| What this task involves |
Report each line of the data that has "with" somewhere in it.

| Records provided |
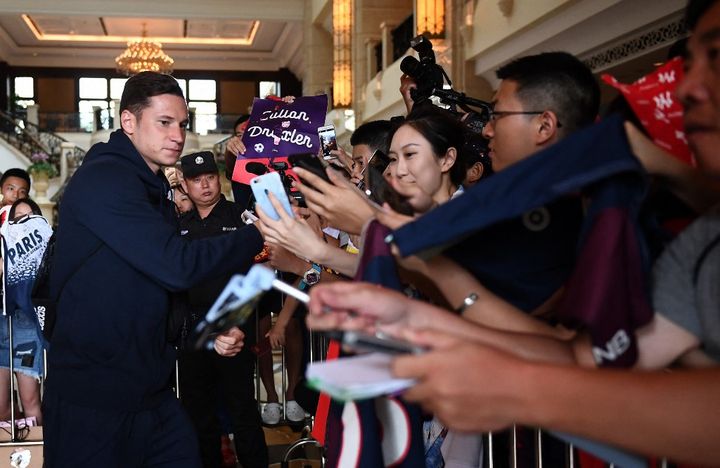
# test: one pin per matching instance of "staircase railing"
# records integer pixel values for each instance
(28, 138)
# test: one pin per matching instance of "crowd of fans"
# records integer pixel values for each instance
(522, 259)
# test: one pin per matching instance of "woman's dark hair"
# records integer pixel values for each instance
(29, 202)
(695, 10)
(443, 131)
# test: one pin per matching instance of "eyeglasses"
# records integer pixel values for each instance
(494, 115)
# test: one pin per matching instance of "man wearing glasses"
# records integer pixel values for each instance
(541, 99)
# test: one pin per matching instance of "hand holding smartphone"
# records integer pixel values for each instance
(328, 141)
(266, 184)
(310, 162)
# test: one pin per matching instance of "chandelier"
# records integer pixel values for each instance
(342, 52)
(143, 55)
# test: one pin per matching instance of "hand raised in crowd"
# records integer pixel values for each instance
(284, 260)
(455, 374)
(235, 146)
(229, 343)
(360, 306)
(341, 204)
(276, 335)
(344, 158)
(294, 234)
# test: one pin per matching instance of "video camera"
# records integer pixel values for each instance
(430, 80)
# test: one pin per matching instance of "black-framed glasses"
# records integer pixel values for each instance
(494, 115)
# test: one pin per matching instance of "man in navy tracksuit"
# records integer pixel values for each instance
(108, 401)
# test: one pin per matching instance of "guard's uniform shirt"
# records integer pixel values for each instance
(224, 218)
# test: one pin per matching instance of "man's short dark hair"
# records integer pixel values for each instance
(555, 81)
(695, 10)
(375, 134)
(15, 172)
(141, 87)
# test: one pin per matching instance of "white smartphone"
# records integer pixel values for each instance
(328, 141)
(270, 183)
(248, 217)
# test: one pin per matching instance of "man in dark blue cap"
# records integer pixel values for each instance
(204, 374)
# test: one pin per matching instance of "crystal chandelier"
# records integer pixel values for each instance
(144, 55)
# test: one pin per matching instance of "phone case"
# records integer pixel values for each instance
(270, 183)
(328, 140)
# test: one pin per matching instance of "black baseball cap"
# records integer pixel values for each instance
(194, 164)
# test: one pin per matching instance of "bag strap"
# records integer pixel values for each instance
(69, 277)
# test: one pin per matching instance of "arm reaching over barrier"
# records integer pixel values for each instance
(659, 413)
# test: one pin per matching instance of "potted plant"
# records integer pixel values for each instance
(41, 166)
(41, 171)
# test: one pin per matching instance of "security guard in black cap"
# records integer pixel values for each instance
(205, 376)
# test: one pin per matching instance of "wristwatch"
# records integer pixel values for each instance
(469, 300)
(310, 277)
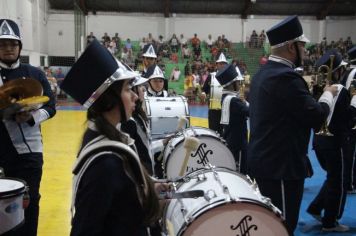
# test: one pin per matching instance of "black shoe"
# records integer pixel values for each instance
(314, 214)
(337, 228)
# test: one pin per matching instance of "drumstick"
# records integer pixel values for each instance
(181, 122)
(190, 144)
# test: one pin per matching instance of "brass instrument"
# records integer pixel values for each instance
(22, 94)
(324, 131)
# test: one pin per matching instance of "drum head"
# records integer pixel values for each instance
(239, 218)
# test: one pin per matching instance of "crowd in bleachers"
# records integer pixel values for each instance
(315, 51)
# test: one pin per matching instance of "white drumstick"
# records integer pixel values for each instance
(190, 144)
(181, 122)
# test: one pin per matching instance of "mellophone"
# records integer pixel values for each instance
(209, 200)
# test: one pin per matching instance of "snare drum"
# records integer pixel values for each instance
(232, 206)
(212, 149)
(11, 203)
(163, 114)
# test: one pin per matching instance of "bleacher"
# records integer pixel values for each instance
(250, 56)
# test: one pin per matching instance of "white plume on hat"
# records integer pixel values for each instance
(222, 58)
(157, 73)
(150, 52)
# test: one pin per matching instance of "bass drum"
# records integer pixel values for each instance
(163, 114)
(212, 150)
(12, 193)
(232, 205)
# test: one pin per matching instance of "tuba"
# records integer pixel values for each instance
(18, 95)
(324, 131)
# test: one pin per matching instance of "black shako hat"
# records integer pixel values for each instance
(288, 30)
(227, 75)
(94, 72)
(9, 30)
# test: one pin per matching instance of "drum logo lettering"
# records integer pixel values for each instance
(11, 208)
(202, 153)
(244, 227)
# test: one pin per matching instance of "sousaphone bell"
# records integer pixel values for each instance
(18, 95)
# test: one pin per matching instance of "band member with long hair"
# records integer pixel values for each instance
(112, 192)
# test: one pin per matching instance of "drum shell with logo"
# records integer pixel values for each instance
(212, 149)
(11, 203)
(232, 206)
(164, 113)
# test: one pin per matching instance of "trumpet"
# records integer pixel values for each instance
(324, 131)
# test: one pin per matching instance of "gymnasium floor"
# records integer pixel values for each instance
(61, 136)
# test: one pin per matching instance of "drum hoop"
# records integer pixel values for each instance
(221, 202)
(218, 138)
(14, 192)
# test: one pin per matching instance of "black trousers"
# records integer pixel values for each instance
(332, 195)
(286, 195)
(214, 116)
(27, 167)
(350, 164)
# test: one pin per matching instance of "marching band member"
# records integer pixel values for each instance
(214, 112)
(282, 113)
(137, 126)
(149, 57)
(332, 151)
(156, 82)
(349, 81)
(21, 153)
(234, 113)
(112, 192)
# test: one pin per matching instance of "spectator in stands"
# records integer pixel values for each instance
(262, 38)
(105, 38)
(128, 46)
(59, 74)
(143, 43)
(90, 38)
(112, 46)
(175, 74)
(197, 52)
(187, 69)
(209, 42)
(253, 39)
(150, 39)
(174, 43)
(186, 53)
(226, 42)
(117, 40)
(195, 41)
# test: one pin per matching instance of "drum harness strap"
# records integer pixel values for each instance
(99, 147)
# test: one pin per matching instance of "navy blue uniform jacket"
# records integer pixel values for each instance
(282, 113)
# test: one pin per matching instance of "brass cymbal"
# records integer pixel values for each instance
(18, 89)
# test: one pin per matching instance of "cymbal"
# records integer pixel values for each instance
(22, 94)
(18, 89)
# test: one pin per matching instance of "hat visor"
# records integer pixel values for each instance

| Written response |
# test: one pin per matching instance of "band member with long hair"
# test: one pin per matching instance of "drum shell with logo"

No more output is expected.